-- SOURCE RECORDS follows --
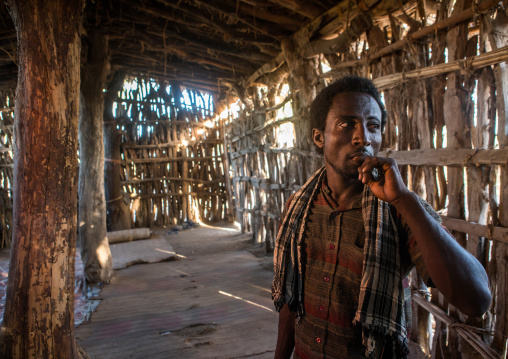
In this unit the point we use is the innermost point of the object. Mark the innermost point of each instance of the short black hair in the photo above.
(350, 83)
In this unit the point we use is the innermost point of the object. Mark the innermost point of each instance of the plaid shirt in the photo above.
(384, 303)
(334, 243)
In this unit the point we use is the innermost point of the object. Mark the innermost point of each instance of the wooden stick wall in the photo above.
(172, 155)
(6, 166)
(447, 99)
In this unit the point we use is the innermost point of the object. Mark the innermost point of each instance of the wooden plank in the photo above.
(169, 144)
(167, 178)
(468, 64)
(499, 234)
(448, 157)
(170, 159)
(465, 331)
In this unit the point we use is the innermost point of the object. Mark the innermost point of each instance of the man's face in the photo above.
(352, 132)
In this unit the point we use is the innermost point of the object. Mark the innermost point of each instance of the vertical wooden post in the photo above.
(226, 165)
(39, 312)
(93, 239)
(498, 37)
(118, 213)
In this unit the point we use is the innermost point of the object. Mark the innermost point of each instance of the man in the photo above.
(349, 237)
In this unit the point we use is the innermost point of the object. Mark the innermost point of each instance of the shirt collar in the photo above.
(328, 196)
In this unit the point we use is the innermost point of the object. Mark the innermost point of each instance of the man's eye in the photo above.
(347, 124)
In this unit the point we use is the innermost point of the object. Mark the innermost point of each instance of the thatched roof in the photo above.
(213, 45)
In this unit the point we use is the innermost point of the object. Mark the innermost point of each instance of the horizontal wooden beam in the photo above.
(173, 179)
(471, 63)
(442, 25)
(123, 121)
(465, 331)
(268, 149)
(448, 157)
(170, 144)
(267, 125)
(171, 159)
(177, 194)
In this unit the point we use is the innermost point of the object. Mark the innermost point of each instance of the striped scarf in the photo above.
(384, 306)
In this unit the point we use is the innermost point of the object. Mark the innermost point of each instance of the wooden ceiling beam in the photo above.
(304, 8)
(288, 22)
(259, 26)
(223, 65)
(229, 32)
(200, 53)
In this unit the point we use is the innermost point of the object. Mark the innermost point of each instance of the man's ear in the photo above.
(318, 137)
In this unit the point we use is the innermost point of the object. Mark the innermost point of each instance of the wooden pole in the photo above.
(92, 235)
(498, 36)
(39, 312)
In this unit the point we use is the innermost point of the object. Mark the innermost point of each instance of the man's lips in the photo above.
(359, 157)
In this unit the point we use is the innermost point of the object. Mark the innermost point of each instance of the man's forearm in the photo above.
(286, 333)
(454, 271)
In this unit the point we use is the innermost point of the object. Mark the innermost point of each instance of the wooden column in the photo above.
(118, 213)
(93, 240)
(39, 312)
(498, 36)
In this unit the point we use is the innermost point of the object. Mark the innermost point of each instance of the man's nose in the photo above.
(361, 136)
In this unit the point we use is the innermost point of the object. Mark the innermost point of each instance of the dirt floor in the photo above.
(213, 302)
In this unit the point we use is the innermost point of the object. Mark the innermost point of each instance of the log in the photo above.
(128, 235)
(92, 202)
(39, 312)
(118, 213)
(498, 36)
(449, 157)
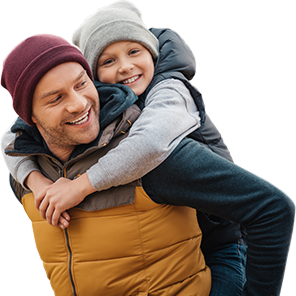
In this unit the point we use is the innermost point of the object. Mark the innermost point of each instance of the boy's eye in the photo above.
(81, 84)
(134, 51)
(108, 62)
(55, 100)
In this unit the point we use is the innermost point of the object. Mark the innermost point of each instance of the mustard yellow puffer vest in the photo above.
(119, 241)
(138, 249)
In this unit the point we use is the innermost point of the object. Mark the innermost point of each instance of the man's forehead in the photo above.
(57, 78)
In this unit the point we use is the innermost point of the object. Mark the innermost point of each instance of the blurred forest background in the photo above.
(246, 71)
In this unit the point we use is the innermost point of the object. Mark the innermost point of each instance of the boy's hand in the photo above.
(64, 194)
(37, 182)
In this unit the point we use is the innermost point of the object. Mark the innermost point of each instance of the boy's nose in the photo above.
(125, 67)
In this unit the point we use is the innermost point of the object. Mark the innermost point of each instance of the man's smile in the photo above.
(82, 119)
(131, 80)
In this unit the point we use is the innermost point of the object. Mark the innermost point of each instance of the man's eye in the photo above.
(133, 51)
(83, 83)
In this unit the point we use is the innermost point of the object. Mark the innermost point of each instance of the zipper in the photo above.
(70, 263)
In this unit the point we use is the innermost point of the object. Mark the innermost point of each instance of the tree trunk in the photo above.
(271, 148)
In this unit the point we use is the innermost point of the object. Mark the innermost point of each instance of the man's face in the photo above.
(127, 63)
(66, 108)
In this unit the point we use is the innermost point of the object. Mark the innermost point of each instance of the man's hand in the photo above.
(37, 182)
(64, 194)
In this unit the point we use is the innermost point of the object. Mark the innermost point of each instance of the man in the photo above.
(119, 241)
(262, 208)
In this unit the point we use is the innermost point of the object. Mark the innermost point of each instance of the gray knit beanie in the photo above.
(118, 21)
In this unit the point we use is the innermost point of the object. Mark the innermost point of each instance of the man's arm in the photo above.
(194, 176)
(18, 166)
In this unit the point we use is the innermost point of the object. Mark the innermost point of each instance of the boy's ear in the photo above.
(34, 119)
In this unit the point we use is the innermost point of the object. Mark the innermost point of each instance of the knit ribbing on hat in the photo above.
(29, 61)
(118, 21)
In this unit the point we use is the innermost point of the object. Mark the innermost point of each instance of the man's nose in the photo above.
-- SOURCE RECORDS concluded --
WHAT TO DO — Everything in the material must be duplicated exactly, except the pictures.

SOLUTION BELOW —
In this unit the point we use is the innermost point of the object. Mark the innermost point of each instance of the short black hair in the photo above.
(350, 83)
In this unit the point we use is the innermost point of the object. Mark the innermost point of each instance of the plaid shirt in the photo above.
(384, 303)
(334, 243)
In this unit the point we use is the innermost point of the object. Mark the innermost point of each instance of the wooden stick wall in the photo above.
(172, 155)
(6, 166)
(447, 99)
In this unit the point we use is the innermost point of the object. Mark the innermost point of each instance of the wooden plank in the photo above.
(169, 144)
(167, 178)
(468, 64)
(499, 234)
(448, 157)
(170, 159)
(465, 331)
In this unit the point we use is the innermost point of the object. Mark the innermost point of each instance of the man's face in the photo above.
(352, 132)
In this unit the point we use is the innermost point of the object. Mark the innermost point of each instance of the vertical wooden post in the photo above.
(226, 165)
(39, 312)
(93, 239)
(498, 37)
(118, 213)
In this unit the point we use is the innermost point of the object. Mark the innermost point of each instance of the man in the photo above.
(349, 237)
In this unit the point we use is the innermost point of the object. Mark the innermost point of each instance of the shirt collar in the photo above.
(328, 196)
In this unit the point we use is the innermost point of the object. Mark the innermost point of each instance of the man's eye in the photo above.
(347, 124)
In this unit the point we use is the innermost point of the object. Mark the innermost point of each instance of the thatched roof in the photo above.
(213, 45)
In this unit the point we use is the innermost point of the object. Mark the innermost point of each instance of the horizontal wooden beam in the photo above.
(173, 179)
(471, 63)
(442, 25)
(123, 121)
(465, 331)
(268, 149)
(448, 157)
(170, 144)
(267, 125)
(171, 159)
(177, 194)
In this unit the point we use is the innermost point of the object. Mark the innermost point of each instance of the striped scarf in the photo above.
(384, 306)
In this unit the point we use is the innermost point of the object. Mark the innermost point of each instance of the wooden ceiling beam in the photo above.
(304, 8)
(288, 22)
(259, 26)
(223, 65)
(229, 32)
(200, 53)
In this unit the point we use is the innermost point of the object. Mark the innermost point of each instance of the man's ear in the photo above.
(318, 137)
In this unit the point we use is the innermost point of the object. Mark the innermost point of each instance of the wooden pole in the photo above.
(92, 235)
(498, 36)
(39, 312)
In this unit the point we use is the innermost point of the object. Mark the innermost point of each instance of the man's lips in the photo above.
(359, 157)
In this unit the point we use is the innermost point of the object. Mark the innermost point of each instance of the man's forearm in the photo above.
(286, 333)
(454, 271)
In this unit the point we use is the innermost point of the object. Mark the innermost point of each instance of the wooden column in the photo above.
(118, 213)
(93, 240)
(39, 312)
(498, 36)
In this unit the point we use is the innermost point of the object. Mark the innermost point of each instance of the man's nose in the photo above.
(361, 136)
In this unit the point we use is the innermost point of the object. Mark the innermost point of each instance of the dirt floor in the photo above.
(213, 302)
In this unit the point we use is the innermost point of the object. Mark the innermost point of each instance of the log in the photo above.
(128, 235)
(92, 202)
(39, 312)
(118, 213)
(498, 36)
(449, 157)
In this unit the point we use is the innermost point of the object. Mark the innermost point of each instance of the boy's eye in the photo above.
(81, 84)
(134, 51)
(108, 62)
(55, 100)
In this unit the point we use is the innermost point of the object. Mark the innermost point of each instance of the mustard yellow puffer vest in the photo above.
(119, 241)
(138, 249)
In this unit the point we use is the innermost point of the object. Mark the innermost point of each instance of the man's forehead in the photo above.
(57, 78)
In this unit the point we use is the innermost point of the object. Mark the innermost point of each instance of the blurred forest background in the photo above.
(246, 71)
In this unit the point we use is the innermost point of the object. Mark the innermost point of each instance of the boy's hand in the photo above.
(64, 194)
(37, 182)
In this unit the point we use is the innermost point of the object. Mark the innermost point of each instance of the boy's nose in the photo above.
(125, 67)
In this unit the point we use is the innermost point of the object. Mark the innermost point of each instance of the man's smile in the photo above.
(82, 119)
(131, 80)
In this unit the point we use is the innermost point of the object. Mark the innermost point of each instance of the man's eye in the photo above.
(133, 51)
(83, 83)
In this unit the point we use is the innermost point of the object. Mark the innermost point of each instance of the zipper in the photo above.
(70, 263)
In this unit the point we use is the innermost point of the object. Mark the innermost point of each instance of the tree trunk in the photo above.
(271, 148)
In this unit the point we use is the innermost point of the object. Mark the innermost point of each instance of the man's face in the photo above.
(127, 63)
(66, 108)
In this unit the point we use is the innermost point of the object. Mark the innermost point of each instance of the man's hand in the photo above.
(37, 182)
(64, 194)
In this unit the point we use is the innermost point of the object. Mark the innermost point of each instance of the man in the photo above.
(119, 241)
(262, 208)
In this unit the point we use is the innermost point of the object. Mark the innermost point of each instance of the gray knit beanie in the photo above.
(118, 21)
In this unit the point we use is the innermost point of the object. Mark the innermost point of each instance of the man's arm in the photo above.
(194, 176)
(18, 166)
In this unit the point we use is the innermost point of the object. Mark the innermost point of each instance of the boy's ear in the photo above.
(34, 119)
In this unit the point we use is the innermost point of the object. Mark the innermost point of each instance of the knit ribbing on hat in the photo above.
(29, 61)
(118, 21)
In this unit the point we use is the innermost point of the object. Mark the innermost point of each instance of the man's nose in the photo above.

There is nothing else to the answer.